Lo spostamento di gran parte dei servizi e della comunicazione sul web, con accesso prevalente mediante una app dello smartphone, di fatto oggi esclude una parte non banale della popolazione, per di più caratterizzata da una crescente fragilità. Questo non possiamo permettercelo.

A colmare questo divario digitale intergenerazionale (così gli esperti chiamano il fenomeno in questione) da anni contribuiscono molteplici progetti di alfabetizzazione digitale per gli anziani, non di rado animati da ragazzi e giovani volontari che si mettono a servizio dei nonni e dei loro coetanei. Le cronache e le immagini di queste attività rallegrano il cuore e mostrano un Italia bella e solidale di cui essere fieri.

Ciò che queste iniziative, e qualunque altra volta a colmare il divario digitale, non possono però ottenere è il risanamento di una frattura culturale che segna questo nostro tempo. Lo studioso americano Marc Prensky è diventato famoso per aver coniato l’espressione “nativi digitali”, riferendosi ai bambini che sono nati nell’era di internet, che si contrappone a quella degli “immigrati digitali”, quanti cioè hanno dovuto imparare questo nuovo linguaggio per abitare un mondo completamente nuovo (più o meno tutti noi, dai trent’anni in su).

La convivenza di queste due tribù di umani è una condizione unica di questi decenni e si concluderà fisiologicamente in non più di sessant’anni. Poi gli immigrati digitali scompariranno e l’umanità che abiterà questo pianeta sarà tutta nata nell’era digitale.

* **SERIE DI ESERCIZI**:
1) Nel brano sul divario digitale, per quale espressione è diventato famoso lo studioso Marc Prensky?
2) Prosegui il brano sul divario digitale dopo la sua ultima frase.

* **ESTRATTO DEL DATASET**:

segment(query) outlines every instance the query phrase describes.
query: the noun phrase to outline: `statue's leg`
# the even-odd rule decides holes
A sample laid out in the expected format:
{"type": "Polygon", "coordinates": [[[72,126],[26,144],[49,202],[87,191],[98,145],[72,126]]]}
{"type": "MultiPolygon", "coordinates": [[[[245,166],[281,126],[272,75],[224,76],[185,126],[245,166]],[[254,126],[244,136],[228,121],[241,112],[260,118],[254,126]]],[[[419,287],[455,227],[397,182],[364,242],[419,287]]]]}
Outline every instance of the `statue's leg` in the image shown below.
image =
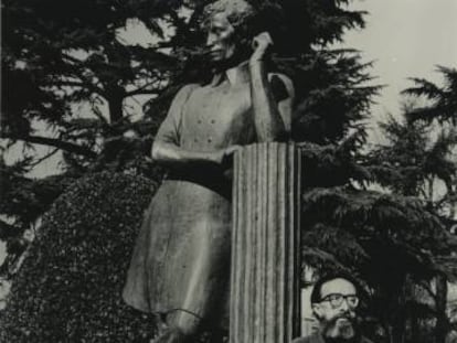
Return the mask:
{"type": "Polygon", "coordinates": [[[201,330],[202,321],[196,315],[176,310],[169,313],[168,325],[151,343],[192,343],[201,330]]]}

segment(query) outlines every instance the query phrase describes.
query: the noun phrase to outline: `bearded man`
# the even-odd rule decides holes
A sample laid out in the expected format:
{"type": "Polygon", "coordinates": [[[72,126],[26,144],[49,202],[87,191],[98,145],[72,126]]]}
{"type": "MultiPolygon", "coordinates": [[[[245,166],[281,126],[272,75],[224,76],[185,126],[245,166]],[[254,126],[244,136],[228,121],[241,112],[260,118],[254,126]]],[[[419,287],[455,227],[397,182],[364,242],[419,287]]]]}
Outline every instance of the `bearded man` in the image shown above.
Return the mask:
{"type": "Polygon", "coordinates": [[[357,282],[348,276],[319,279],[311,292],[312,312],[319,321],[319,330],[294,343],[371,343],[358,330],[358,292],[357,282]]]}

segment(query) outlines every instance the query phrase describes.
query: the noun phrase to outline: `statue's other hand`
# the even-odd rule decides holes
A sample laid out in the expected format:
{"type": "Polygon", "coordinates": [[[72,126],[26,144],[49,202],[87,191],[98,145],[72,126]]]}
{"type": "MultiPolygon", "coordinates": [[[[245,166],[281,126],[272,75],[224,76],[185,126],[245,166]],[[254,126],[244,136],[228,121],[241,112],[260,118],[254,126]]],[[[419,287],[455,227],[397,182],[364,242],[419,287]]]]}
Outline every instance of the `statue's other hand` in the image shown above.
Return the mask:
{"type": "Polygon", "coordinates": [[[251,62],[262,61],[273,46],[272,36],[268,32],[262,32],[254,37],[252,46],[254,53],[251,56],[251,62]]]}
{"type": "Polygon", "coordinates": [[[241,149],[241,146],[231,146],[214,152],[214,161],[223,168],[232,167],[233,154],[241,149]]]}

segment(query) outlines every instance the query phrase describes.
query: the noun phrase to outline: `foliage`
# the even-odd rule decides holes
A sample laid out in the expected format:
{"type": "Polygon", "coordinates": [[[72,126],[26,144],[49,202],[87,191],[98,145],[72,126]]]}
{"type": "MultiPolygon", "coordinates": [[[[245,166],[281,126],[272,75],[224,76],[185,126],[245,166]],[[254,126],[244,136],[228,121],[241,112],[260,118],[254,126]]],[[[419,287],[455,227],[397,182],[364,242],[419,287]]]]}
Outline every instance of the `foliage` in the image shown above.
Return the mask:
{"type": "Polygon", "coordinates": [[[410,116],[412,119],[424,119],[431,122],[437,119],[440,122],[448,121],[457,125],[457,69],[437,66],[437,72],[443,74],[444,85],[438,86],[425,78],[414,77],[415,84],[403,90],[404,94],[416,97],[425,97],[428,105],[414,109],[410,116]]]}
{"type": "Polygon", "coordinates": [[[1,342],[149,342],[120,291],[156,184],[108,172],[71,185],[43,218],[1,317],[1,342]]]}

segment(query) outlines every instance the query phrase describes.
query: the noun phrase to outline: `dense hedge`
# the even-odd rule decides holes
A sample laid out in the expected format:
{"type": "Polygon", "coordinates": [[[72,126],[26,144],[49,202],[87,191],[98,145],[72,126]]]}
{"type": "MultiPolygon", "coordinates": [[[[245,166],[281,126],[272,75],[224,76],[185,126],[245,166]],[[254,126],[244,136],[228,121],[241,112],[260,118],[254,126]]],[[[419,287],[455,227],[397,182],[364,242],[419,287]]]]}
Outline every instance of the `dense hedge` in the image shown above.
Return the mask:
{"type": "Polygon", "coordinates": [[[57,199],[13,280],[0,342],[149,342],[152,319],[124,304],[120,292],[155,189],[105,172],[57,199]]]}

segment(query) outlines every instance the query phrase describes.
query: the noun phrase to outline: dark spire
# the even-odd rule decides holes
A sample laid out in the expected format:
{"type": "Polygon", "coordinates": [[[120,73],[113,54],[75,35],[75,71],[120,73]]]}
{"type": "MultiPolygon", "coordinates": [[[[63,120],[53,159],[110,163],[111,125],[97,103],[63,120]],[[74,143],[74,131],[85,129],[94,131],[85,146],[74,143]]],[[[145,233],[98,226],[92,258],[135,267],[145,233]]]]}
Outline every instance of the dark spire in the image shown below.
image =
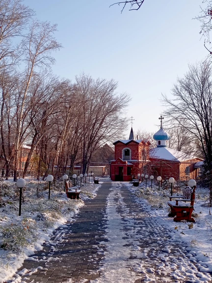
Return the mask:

* **RISPOSTE SCRITTE**:
1) Per aver coniato l'espressione "nativi digitali".

2)
Così, se da un lato dobbiamo sostenere tutte le azioni volte ad aiutare gli anziani ad abitare la rete e usare anche i sistemi di intelligenza artificiale, dall’altra forse non dobbiamo perdere questa occasione unica e preziosa: poter fare dialogare generazioni appartenenti a orizzonti culturali significativamente diversi. Immigrati e nativi digitali vedono e abitano il mondo in modo differente. Affrontano e risolvono problemi, imparano e comunicano con metodi diversi. Lasciamo che si arricchiscano reciprocamente, anche che facciano fatica nel comprendersi e nell’accordarsi. Se riconosciamo che la diversità è una ricchezza per tutti, abbiamo davanti a noi alcuni decenni preziosi e unici, che non si ripeteranno mai più nella storia.

I nonni leggono il giornale di carta, i nipoti vivono nel flusso costante delle notizie digitali. Vederli insieme è una delle grazie uniche e irripetibili di questo tempo.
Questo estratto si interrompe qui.